La dette américaine menace de devenir incontrôlable
Dalio a récemment comparé la dette américaine à une "plaque" obstruant le système financier, entravant progressivement la capacité de fonctionnement de l’État. À mesure que les intérêts absorbent une part croissante des recettes, le risque d’un “infarctus financier” se profile.
La dette publique américaine dépasse aujourd’hui les 36 000 milliards de dollars, soit environ 125 % du PIB, et s’accroît de près de 1 000 milliards tous les 100 jours. Le service annuel de la dette a dépassé les 1 000 milliards de dollars, un montant supérieur aux dépenses de défense. Le pays enregistre toujours des déficits budgétaires avoisinant 7 % du PIB, malgré une croissance économique et un chômage inférieur à 4 %. Si de tels déficits persistent en période faste, que se passera-t-il en cas de récession ?
Fort de 50 ans d’expérience comme investisseur macroéconomique, Dalio a développé un cadre unique pour analyser l’économie et les marchés de la dette. Fondateur de Bridgewater Associates, l’un des plus grands hedge funds au monde, il est devenu une figure incontournable depuis la crise de 2008. Il estime que le gouvernement américain se trouve dans les dernières phases de son “Grand Cycle de la Dette”, un stade où les déséquilibres financiers deviennent intenables.
Qu’est-ce que le Grand Cycle de la Dette ?
Chaque fois qu’une transaction est effectuée à crédit, un cycle commence. Un achat financé par le crédit permet à une personne de dépenser davantage aujourd’hui que ne le lui permet son budget, mais l’oblige à réduire ses dépenses demain pour rembourser la dette. Si l’emprunteur ne parvient pas à rembourser, il fait faillite, et le prêteur subit une perte.
Si cette dynamique est bien comprise lorsqu’il s’agit d’individus ou d’entreprises, peu de gens réalisent qu’elle s’applique aussi aux États. Cela s’explique sans doute par le fait que les gouvernements peuvent s’endetter bien davantage — et sur une période bien plus longue — que ce que la plupart imaginent. Certains affirment qu’un État ne peut jamais faire faillite puisqu’il peut toujours « imprimer de la monnaie ». Mais comme le souligne Ray Dalio, rien n’est plus faux.

Tâche courte a: Dans les enregistrements, recopiez intégralement, s'il vous plaît, les lignes allant de celle qui contient « of the dark » jusqu'à celle qui contient « point(86, 165) » incluse, en décalant de 146 chaque coordonnée des points donnés en réponse.
Le texte sur la dette américaine et les enregistrements sont deux contenus indépendants l'un de l'autre.

Entrées conservées d'une collection:
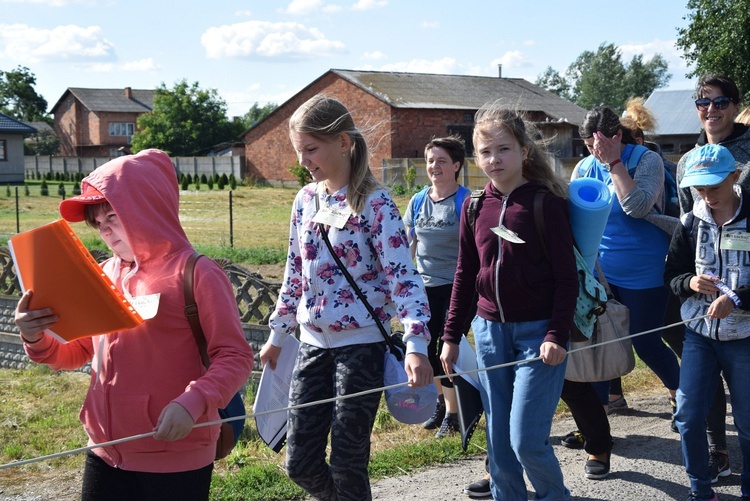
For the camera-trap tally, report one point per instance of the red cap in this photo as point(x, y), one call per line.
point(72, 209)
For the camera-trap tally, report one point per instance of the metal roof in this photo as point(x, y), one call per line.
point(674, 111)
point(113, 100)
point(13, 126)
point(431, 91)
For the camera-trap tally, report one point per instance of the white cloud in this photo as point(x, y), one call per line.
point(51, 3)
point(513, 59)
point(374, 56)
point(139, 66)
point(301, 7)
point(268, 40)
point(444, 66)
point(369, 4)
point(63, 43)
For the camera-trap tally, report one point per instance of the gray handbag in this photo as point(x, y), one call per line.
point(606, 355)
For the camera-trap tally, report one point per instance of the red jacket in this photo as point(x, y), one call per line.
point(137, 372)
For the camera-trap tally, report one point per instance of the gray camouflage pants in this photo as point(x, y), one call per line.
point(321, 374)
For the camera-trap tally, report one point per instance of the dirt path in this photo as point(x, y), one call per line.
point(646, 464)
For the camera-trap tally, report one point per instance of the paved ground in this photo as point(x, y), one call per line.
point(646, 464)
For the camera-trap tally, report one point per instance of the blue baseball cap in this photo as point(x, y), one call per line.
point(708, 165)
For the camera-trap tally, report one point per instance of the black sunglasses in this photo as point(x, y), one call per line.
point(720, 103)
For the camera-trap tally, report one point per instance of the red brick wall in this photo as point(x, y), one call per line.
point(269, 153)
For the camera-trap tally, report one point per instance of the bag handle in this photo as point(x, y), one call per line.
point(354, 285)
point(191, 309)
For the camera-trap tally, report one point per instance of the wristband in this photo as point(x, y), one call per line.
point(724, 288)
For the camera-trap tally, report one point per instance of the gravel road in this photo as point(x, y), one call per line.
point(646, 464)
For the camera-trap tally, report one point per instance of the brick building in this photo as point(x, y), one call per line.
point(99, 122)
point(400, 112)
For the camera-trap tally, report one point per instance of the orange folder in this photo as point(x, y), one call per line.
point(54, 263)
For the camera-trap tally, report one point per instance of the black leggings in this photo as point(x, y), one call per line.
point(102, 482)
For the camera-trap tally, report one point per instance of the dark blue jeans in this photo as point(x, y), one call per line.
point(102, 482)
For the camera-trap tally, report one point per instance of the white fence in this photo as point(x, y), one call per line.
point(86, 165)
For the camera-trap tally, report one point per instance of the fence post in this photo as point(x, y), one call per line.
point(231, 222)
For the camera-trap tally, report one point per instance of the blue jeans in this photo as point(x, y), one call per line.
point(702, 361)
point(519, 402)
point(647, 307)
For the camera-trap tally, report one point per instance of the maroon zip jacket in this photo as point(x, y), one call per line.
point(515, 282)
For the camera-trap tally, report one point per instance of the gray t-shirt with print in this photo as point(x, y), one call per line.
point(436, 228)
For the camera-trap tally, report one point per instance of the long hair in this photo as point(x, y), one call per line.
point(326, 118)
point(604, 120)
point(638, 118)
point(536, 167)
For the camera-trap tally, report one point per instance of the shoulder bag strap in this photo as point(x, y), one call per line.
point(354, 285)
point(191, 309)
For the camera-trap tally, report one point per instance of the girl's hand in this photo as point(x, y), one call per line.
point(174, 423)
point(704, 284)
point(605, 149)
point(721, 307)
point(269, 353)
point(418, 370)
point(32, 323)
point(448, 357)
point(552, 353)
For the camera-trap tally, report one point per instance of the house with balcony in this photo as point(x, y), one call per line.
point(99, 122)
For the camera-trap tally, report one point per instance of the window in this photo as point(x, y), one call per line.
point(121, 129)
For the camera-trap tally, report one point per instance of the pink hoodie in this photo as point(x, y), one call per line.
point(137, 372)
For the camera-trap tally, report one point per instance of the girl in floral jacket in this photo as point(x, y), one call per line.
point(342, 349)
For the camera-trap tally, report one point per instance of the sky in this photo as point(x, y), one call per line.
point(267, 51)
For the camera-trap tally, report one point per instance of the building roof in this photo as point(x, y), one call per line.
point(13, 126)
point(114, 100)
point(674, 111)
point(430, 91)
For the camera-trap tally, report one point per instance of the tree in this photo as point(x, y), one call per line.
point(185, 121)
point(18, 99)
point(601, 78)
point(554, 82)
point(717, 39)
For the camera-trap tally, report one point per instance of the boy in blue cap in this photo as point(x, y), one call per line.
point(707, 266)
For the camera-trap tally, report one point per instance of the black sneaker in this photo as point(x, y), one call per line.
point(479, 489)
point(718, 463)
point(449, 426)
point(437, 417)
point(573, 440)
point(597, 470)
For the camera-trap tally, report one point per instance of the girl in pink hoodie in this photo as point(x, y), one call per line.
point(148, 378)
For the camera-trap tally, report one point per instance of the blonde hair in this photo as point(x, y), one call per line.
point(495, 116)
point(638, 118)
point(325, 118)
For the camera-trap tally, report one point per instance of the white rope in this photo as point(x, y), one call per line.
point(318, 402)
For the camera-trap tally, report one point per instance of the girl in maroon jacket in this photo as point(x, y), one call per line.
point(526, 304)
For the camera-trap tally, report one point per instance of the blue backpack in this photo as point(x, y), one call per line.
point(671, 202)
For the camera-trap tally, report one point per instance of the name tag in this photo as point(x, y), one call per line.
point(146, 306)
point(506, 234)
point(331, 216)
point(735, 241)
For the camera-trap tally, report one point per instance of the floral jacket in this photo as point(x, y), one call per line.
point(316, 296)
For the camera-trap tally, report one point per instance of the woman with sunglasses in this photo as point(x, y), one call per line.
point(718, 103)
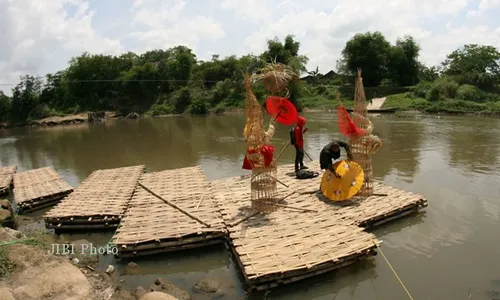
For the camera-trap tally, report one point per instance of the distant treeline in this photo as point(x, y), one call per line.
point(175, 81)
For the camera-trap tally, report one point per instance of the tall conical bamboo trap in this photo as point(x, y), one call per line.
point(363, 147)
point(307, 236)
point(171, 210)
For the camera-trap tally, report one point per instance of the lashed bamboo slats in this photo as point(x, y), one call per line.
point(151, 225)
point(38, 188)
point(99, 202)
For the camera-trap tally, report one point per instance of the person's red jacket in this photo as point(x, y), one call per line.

Tâche courte b: Reproduisez fidèlement le passage du texte sur la dette américaine allant de « Fort de 50 ans » jusqu'à « de la Dette ? » inclus.

Réponse attendue a:
For the camera-trap tally, report one point per instance of the dark blue jeans in this photo as point(x, y), one call per line.
point(248, 628)
For the camera-trap tally, report one point per instance of the white fence in this photo as point(x, y), one call per line.
point(232, 311)

Réponse attendue b:
Fort de 50 ans d’expérience comme investisseur macroéconomique, Dalio a développé un cadre unique pour analyser l’économie et les marchés de la dette. Fondateur de Bridgewater Associates, l’un des plus grands hedge funds au monde, il est devenu une figure incontournable depuis la crise de 2008. Il estime que le gouvernement américain se trouve dans les dernières phases de son “Grand Cycle de la Dette”, un stade où les déséquilibres financiers deviennent intenables.
Qu’est-ce que le Grand Cycle de la Dette ?